Start of Task input

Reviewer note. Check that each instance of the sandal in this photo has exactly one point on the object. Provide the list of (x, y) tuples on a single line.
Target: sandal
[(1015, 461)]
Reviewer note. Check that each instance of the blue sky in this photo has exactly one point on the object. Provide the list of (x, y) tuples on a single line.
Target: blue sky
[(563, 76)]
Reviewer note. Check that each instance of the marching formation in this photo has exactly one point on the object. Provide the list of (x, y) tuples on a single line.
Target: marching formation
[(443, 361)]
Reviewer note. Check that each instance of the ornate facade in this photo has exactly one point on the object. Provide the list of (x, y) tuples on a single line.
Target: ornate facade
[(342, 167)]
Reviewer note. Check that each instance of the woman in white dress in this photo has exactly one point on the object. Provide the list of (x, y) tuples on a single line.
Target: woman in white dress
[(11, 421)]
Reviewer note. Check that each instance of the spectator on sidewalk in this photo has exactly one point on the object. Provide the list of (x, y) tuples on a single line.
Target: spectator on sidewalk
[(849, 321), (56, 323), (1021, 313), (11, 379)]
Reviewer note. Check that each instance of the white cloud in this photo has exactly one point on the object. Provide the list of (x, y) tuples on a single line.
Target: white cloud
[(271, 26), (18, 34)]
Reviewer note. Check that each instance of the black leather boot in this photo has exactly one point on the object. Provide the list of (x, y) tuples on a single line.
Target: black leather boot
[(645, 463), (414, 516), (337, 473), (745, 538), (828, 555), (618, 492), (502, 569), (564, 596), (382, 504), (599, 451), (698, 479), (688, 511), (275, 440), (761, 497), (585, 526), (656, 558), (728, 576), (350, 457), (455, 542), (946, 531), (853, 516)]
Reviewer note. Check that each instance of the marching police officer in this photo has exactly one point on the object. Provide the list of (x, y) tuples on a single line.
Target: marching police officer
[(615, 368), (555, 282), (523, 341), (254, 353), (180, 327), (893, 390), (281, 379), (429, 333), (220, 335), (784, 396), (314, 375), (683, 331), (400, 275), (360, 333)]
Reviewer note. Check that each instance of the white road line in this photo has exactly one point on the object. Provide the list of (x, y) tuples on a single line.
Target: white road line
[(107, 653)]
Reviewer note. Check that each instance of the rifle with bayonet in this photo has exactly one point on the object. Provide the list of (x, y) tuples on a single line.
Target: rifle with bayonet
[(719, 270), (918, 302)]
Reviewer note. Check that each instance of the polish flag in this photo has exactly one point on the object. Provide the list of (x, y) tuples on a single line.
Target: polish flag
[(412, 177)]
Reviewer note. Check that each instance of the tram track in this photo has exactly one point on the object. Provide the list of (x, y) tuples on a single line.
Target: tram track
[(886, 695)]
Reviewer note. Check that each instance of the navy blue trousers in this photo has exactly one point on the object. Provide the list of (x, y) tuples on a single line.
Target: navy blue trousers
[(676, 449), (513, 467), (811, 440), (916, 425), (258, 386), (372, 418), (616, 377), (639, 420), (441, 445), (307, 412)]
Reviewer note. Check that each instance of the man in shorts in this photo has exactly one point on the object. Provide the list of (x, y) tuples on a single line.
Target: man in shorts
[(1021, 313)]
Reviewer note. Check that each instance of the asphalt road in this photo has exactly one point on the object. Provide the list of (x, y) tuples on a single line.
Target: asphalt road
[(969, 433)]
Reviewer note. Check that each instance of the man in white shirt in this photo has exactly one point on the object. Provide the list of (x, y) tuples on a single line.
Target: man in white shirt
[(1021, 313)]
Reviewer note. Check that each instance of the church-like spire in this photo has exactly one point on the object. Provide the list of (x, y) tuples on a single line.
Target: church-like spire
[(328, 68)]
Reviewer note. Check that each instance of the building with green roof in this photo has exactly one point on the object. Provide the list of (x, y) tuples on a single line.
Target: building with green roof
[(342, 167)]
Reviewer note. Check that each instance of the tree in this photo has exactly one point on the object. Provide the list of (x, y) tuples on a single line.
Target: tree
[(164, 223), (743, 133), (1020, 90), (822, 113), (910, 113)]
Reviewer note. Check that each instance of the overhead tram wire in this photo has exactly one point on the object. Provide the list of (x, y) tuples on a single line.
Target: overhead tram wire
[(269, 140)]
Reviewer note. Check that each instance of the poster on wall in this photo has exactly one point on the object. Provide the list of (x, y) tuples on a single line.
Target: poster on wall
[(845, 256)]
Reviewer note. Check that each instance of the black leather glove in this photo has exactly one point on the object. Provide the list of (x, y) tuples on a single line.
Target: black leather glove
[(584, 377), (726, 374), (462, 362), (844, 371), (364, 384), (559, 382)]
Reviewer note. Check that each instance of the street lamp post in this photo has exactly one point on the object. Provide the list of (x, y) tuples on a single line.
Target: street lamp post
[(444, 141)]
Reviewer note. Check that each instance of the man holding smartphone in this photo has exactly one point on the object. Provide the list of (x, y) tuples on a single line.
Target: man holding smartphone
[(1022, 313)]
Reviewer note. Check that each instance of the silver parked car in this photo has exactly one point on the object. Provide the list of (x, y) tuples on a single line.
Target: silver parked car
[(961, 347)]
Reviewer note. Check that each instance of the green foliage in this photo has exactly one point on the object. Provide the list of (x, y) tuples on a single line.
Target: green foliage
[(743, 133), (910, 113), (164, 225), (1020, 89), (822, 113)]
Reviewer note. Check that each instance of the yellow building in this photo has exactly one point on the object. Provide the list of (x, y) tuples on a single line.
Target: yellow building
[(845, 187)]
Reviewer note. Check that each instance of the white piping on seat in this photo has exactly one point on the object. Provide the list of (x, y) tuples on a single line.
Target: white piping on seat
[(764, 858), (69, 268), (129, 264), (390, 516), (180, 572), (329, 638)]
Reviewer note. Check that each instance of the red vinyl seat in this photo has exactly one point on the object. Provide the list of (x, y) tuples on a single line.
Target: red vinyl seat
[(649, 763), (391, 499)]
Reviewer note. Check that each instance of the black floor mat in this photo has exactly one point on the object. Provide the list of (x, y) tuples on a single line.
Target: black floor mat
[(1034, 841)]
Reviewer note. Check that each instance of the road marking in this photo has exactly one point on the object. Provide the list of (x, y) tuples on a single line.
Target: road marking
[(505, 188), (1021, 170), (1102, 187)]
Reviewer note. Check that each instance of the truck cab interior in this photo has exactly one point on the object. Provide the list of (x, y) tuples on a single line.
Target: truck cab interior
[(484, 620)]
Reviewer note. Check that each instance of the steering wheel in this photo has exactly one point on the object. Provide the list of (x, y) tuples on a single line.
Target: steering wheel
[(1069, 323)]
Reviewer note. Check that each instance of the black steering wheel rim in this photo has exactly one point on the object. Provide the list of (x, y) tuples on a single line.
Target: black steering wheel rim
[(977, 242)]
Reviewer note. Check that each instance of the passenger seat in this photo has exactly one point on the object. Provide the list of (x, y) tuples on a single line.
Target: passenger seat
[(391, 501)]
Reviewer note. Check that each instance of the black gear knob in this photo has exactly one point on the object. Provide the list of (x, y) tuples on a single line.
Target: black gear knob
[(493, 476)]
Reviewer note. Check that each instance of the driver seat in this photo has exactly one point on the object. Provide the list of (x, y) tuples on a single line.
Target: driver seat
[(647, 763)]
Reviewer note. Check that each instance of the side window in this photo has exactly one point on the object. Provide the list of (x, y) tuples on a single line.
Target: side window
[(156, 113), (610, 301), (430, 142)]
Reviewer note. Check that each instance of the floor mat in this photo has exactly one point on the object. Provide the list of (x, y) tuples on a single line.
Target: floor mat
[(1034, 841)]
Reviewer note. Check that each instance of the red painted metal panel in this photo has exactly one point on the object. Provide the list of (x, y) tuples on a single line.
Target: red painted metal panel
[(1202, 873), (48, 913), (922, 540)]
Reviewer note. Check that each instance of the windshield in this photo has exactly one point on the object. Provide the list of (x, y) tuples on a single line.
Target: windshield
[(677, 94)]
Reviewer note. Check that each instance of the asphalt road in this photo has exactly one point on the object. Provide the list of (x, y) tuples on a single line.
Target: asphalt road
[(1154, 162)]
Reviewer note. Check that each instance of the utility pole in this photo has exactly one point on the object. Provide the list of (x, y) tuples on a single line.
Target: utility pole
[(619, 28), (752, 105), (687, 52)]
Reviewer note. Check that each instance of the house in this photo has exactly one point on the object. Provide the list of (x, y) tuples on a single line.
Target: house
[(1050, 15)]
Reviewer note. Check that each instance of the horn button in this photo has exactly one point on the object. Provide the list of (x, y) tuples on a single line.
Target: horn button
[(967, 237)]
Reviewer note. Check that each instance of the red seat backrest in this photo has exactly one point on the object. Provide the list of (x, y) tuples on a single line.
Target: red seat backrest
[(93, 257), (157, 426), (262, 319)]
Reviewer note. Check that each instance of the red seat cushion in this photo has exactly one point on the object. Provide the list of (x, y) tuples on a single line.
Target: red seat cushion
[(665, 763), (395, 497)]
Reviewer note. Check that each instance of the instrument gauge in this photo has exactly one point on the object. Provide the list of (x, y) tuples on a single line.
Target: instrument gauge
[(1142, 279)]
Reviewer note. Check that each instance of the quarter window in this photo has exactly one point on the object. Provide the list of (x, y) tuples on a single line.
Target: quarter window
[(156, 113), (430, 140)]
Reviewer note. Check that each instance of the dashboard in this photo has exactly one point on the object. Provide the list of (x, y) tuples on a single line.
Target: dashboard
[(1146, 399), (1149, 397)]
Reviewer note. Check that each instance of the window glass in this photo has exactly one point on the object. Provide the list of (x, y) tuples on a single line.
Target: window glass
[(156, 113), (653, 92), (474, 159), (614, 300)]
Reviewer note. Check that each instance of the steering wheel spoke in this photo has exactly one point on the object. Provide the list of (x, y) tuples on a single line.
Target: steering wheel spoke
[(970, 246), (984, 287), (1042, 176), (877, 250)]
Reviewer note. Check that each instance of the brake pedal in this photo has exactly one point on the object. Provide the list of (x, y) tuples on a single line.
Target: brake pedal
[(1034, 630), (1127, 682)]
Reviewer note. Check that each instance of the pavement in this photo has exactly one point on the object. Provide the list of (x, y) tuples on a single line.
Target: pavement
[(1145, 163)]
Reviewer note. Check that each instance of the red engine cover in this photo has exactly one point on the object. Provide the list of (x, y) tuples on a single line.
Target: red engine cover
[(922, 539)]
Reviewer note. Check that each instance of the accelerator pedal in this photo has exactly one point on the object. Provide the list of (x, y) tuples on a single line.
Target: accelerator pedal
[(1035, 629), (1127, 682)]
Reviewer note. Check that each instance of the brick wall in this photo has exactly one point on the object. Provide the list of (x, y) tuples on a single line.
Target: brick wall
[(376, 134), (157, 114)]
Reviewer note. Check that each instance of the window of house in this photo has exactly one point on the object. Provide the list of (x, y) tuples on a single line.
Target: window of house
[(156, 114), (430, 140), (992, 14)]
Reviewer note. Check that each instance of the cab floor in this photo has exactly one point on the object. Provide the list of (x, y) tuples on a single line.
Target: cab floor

End of Task input

Exercise description:
Can you rewrite the entries from the line with "Reviewer note. Check that each instance of the woman" up to and including the line with "[(11, 421)]", swapping "white dress" for "red coat" and leaving everything else as it stands?

Exercise answer:
Reviewer note. Check that each instance of the woman in red coat in this photo has exactly one point on the object. Provide the list of (x, y) tuples on a single line.
Target: woman in red coat
[(11, 421)]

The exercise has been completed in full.